REQUESTS:
1. Render this sentence from the reflection on life's meaning in Spanish: "What I’m currently struggling with is accepting what I know to be true and incorporating it into the reality in which I’m in."
2. Extend the reflection on life's meaning with the passage that would come next after its final sentence.

SUPPLIED PASSAGE:
= = = = =

I do notice sometimes that my mindset can be very self-righteous. I don’t like to look at and compare my sins to what’s been done to me because bad is bad. So, one part of me is saying, it doesn’t matter if you’ve done a little bit of bad and a lot of good, you still sinned and are worthy of punishment. On the other hand, it’s like maybe you’re underestimating the impact of your sins on others which is why you don’t particularly see them as significant. I did, however, make a trauma timeline and realize that a lot of bad shit has happened to me. I have also made additional note of the unpleasant things that I may have said or done that would have caused pain to others.

So, either I’m not as good as I think I am, which, I don’t put myself on a high horse that much anyway, so the pain in my life is karma — or — being good doesn’t matter and shit happens to everybody and therefore, requires minimal thought. What I’m ultimately trying to get at is how none of this shit makes sense anymore. Life.

This is a cry for help, but I am not contemplating suicide (not to mention, the hotline is ineffective and someone needs to train them differently because I wanted to die more after the phone call than I did when I first picked up the phone and waited for 45 minutes but that’s neither here nor there) so just go with me.

What I’m currently struggling with is accepting what I know to be true and incorporating it into the reality in which I’m in.

I think that the reason why I feel that I need someone to validate my existence is because my mom literally had me to validate hers. My whole life, she told me that I was her reason for living. She had me, and then I watched her chase love and her career while I…validated her existence. Internalizing the idea that there was something out there we all needed to look for in order to feel “complete.” Spent a nice lil while looking for it, then came upon the realization that…yeah…that’s just not life. Then 2020 happened. And I felt some shit that I didn’t ever fucking think was real. Felt sooooooo good and then ended. Some 2020 shit, of course, but now I’m stuck at a fork: either I was delusional, too hopeful and my heart was in the wrong place, or I wasn’t.

My reality would currently indicate that I was too hopeful and my heart was in the wrong place and what I need to accept is that dude truly wants me to leave him alone. That would mean accepting that what I experienced was real, but with limitations. That it was real, but not real enough to where it would “stand the test of time” for lack of better phrasing. So what does that mean? When I put it simply it makes sense, but the words don’t provide justification. So then I go off into fantasy land.

So, if 2020 was real, then life isn’t meaningless and everything happens for a reason. In my head, there’s someone out there who cares for me, even when I’m not watching. In my head, there is someone that sees me and wants me and enjoys me. If I follow my heart, I’m not accepting reality. And that’s why I’m so pissed. Nothing that I feel is connected with reality and I don’t understand. The only thing that I can gather is that it’s supposed to be happening for a reason but insert Cardi meme here because WHAT WAS THE REASON?! Why is there a lesson to learn in problem solving? Why must you feel pain to experience joy?

Life either has meaning or it doesn’t. It’s all a big coincidence and things just happen, randomly, with no direction — or, there’s a plan, there’s a purpose and you can be the creator of your own reality.

= = = = =

Entries from an annotation dataset:
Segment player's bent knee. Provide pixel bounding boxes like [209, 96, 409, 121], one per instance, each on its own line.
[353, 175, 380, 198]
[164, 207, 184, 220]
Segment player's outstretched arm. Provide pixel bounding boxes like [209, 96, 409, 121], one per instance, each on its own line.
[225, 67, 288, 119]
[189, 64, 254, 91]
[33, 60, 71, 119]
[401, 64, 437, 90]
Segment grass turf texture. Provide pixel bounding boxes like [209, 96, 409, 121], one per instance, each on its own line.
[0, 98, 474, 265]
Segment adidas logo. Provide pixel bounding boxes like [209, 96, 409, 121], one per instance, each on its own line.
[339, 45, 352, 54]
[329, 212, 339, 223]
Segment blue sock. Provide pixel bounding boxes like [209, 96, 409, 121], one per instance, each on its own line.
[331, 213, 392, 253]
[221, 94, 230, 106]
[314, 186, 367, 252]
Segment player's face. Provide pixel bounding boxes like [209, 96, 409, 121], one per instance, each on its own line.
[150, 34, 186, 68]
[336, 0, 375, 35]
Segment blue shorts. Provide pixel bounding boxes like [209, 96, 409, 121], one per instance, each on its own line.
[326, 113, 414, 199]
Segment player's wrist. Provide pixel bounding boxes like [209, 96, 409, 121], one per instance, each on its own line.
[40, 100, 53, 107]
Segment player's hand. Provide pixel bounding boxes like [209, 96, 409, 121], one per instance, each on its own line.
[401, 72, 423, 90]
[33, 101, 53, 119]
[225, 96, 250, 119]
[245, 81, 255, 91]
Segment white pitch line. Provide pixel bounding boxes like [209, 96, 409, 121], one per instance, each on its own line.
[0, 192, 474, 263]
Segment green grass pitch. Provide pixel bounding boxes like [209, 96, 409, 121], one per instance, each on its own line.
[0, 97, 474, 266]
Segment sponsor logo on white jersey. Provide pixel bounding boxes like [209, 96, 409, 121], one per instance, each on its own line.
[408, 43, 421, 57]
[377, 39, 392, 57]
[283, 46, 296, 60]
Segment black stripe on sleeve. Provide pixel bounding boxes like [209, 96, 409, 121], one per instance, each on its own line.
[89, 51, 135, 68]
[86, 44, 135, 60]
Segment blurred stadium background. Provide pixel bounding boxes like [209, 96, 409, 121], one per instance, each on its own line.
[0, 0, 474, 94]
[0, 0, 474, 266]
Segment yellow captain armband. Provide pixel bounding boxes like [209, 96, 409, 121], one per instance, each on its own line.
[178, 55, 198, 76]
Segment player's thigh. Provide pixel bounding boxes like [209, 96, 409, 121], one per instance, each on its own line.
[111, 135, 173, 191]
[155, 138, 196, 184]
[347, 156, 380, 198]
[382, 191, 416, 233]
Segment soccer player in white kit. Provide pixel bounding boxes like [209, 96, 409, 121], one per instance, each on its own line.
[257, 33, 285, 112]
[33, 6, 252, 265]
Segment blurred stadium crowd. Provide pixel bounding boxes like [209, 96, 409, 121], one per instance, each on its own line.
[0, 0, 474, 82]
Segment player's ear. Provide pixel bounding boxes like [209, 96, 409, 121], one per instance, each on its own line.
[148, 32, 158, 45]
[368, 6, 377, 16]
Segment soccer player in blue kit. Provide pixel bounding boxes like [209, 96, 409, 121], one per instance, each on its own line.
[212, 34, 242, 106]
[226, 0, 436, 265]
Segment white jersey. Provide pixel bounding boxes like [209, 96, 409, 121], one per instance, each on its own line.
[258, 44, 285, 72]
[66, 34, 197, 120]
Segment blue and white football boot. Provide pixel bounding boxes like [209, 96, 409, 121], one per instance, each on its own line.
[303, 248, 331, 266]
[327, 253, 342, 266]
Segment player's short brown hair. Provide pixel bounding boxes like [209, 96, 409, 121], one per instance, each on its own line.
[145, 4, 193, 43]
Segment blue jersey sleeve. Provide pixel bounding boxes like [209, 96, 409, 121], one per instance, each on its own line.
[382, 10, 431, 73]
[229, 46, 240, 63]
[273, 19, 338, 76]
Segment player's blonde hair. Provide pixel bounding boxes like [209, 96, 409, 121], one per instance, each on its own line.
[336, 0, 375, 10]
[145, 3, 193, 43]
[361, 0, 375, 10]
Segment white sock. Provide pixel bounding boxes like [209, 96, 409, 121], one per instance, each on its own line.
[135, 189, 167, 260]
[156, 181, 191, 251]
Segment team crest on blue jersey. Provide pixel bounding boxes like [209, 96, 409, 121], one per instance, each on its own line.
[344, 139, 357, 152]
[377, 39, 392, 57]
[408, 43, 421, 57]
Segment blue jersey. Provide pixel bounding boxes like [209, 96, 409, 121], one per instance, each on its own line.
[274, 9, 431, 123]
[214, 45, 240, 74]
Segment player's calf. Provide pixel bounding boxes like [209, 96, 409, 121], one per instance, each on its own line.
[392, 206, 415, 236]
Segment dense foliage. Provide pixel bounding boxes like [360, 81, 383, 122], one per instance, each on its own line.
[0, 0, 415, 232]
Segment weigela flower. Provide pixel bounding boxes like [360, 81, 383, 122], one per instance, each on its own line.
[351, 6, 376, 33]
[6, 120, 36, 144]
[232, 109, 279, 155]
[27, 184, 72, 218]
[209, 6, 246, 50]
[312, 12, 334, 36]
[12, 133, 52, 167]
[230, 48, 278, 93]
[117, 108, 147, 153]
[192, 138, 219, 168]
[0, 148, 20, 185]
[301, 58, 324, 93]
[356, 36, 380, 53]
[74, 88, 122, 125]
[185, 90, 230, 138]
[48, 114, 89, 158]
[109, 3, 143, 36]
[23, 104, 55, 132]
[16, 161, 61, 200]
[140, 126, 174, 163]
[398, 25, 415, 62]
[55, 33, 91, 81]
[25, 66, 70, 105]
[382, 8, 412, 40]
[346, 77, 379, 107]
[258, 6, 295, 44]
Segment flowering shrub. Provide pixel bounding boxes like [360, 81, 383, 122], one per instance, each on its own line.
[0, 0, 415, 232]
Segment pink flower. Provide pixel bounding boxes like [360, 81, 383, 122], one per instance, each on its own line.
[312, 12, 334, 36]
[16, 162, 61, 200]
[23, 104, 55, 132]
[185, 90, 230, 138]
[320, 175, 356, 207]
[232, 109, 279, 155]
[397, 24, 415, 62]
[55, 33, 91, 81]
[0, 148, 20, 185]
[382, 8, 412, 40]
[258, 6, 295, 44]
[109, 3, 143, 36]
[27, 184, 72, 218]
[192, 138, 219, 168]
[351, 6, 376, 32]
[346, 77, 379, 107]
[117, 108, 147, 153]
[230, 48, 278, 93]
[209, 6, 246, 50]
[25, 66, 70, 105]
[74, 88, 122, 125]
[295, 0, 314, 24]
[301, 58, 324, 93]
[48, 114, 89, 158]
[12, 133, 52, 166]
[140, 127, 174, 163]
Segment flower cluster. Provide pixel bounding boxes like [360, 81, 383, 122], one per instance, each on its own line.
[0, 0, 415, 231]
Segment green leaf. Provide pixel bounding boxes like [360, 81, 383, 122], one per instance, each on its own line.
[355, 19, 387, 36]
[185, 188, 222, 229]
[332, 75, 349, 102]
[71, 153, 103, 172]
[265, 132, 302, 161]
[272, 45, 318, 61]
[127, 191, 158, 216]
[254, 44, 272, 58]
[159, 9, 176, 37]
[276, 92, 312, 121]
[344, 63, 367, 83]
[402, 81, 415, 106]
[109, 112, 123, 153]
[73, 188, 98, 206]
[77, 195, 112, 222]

= = = = =

THE RESPONSES:
1. Con lo que estoy lidiando actualmente es con aceptar lo que sé que es verdad e incorporarlo a la realidad en la que me encuentro.

2.
Scientific me believes the former is a lazy explanation. Life can’t just be a bunch of randomness making random shit happen because that just seems to easy. Even my exit in that world would be easy because that is not a life that I want to live in. A life where people genuinely try to be good and still get raped and mistreated is not a life that I particularly want to indulge in. That shit sounds horrible. I don’t want to live in that world and my mind takes me there on occasion because I am trying so hard to make this shit make sense.

If there’s a purpose for the things you experience, and you can create the happiness that you want — why do I need another person to help with that experience? My happiness would come from a connection and the more I sit at home without the stimulation my heart needs, everything gets blurry and confusing and I find myself just going through the motions. The bills make sense. Economics make sense. Going to school to make money to help my family and do all the shit that’s gonna push me through law school makes sense so that I can do. But this feeling shit? Ion like this fam. I was doing so good. I was at a decent place accepting that there was nothing else out there for me and that life just was what it was. And then this fucking 2020 happened and made everything confusing and now I don’t fucking know what’s real. Luckily I finished all my readings for class this week so I can spend the rest of the night pondering this shit but for real…none of this makes sense.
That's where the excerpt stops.